_Provided text_
◆ ◆ ◆

This morning, when I scanned the Las Vegas news, I ran across this amazing article about a coyote biting a woman sitting on a park bench in Lake Las Vegas as follows:
“Woman ‘bitten on buttocks’ by coyote while staying in Lake Las Vegas, report reveals…
However, recent attacks – including one on a two-year-old – have prompted city officials to begin posting signs around Lake Las Vegas and warnings on social media advising people against feeding the coyotes.
Records from the Nevada Division Of Wildlife Law Enforcement details the moments that a coyote at Lake Las Vegas bitted a 2-year-old girl.
FOX5 has also received more details on an attack that occurred in November of last year from the Nevada Department of Wildlife. In the new report, a 71-year-old woman reported to authorities that she had been bit on the buttocks by a coyote.
The woman was staying at the Hilton in Lake Las Vegas at the time of the attack.

◆ ◆ ◆

_Source information_

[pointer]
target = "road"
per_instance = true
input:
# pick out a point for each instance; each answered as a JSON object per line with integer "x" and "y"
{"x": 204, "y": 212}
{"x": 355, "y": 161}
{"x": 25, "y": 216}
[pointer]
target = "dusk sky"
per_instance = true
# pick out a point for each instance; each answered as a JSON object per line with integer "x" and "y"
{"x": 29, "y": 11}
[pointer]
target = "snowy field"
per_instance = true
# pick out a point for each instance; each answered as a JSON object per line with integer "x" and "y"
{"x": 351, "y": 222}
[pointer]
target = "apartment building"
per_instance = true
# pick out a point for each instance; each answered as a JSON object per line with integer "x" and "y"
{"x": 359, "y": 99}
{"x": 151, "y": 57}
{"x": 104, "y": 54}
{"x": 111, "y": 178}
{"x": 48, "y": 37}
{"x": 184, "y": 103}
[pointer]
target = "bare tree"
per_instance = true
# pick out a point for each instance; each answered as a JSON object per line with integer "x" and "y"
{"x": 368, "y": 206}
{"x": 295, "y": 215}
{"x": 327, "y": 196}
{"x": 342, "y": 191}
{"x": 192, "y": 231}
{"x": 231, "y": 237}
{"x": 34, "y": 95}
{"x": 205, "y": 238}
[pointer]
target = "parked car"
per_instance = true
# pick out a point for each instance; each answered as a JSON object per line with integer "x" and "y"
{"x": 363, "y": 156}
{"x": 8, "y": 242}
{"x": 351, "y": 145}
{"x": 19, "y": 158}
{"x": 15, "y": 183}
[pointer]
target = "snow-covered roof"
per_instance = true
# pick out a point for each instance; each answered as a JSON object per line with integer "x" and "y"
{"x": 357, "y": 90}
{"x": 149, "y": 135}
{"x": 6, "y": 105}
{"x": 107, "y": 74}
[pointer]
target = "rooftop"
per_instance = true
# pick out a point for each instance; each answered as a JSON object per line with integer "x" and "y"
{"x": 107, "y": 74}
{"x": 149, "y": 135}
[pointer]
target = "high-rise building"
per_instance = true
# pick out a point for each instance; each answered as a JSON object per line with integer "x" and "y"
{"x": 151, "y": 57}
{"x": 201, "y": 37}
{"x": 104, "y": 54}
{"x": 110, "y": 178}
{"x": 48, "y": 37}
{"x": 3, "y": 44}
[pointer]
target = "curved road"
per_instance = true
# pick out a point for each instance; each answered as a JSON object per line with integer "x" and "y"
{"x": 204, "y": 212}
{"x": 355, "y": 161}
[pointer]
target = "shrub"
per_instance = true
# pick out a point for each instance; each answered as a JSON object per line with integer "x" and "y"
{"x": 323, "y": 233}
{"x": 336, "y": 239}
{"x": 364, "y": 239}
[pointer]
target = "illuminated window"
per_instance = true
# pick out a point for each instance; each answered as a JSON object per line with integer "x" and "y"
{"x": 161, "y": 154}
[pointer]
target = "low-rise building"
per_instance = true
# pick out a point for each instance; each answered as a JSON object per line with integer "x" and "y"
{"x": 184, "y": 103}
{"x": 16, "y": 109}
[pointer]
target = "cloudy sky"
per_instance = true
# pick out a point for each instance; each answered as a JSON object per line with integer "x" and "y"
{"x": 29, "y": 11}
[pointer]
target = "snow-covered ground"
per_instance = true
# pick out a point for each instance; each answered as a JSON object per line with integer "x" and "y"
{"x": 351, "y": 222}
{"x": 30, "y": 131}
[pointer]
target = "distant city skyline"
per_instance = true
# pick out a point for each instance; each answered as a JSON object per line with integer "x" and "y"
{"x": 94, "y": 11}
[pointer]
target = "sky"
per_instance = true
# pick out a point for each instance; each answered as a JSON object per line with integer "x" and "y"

◆ ◆ ◆

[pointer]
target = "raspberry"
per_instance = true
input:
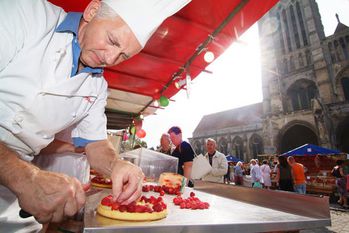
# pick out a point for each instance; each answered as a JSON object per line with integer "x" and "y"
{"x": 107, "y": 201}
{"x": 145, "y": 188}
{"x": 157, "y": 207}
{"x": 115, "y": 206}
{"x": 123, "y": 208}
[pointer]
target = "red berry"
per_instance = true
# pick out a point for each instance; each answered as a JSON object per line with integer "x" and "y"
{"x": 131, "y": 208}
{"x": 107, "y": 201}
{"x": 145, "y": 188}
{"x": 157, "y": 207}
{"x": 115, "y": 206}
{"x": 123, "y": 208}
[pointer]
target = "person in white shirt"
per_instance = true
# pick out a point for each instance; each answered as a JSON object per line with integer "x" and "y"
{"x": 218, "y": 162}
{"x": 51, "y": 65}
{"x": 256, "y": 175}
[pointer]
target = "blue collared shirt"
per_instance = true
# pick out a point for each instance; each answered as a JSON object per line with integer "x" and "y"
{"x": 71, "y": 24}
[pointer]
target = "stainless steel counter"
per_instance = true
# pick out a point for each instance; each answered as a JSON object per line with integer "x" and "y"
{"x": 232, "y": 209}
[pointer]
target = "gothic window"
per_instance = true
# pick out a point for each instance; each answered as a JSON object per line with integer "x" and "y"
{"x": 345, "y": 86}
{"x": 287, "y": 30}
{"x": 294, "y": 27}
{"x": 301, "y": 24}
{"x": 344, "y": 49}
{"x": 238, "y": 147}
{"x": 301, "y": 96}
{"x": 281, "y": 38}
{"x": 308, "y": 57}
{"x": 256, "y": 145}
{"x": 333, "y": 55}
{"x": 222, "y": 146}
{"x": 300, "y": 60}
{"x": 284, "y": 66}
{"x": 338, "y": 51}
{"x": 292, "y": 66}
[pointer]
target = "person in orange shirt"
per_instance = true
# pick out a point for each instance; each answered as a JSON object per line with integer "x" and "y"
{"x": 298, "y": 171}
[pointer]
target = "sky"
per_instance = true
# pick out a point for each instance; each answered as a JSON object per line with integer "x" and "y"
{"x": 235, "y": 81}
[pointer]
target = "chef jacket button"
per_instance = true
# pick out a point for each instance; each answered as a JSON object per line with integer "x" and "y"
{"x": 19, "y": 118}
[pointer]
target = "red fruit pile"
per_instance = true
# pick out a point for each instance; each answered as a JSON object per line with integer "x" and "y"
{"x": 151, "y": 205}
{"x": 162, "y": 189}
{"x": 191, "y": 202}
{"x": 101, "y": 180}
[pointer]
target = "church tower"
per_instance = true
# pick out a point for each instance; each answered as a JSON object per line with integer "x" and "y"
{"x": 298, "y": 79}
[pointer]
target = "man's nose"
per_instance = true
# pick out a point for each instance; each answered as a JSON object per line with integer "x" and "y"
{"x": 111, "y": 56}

◆ ◆ ◆

_Work order A_
In the coyote article, where was the 71-year-old woman staying when she was bitten?
_Work order B_
Repeat the part of the coyote article between "This morning, when" and "a 2-year-old girl.", inclusive.

_Task solution A_
At the Hilton in Lake Las Vegas.

_Task solution B_
This morning, when I scanned the Las Vegas news, I ran across this amazing article about a coyote biting a woman sitting on a park bench in Lake Las Vegas as follows:
“Woman ‘bitten on buttocks’ by coyote while staying in Lake Las Vegas, report reveals…
However, recent attacks – including one on a two-year-old – have prompted city officials to begin posting signs around Lake Las Vegas and warnings on social media advising people against feeding the coyotes.
Records from the Nevada Division Of Wildlife Law Enforcement details the moments that a coyote at Lake Las Vegas bitted a 2-year-old girl.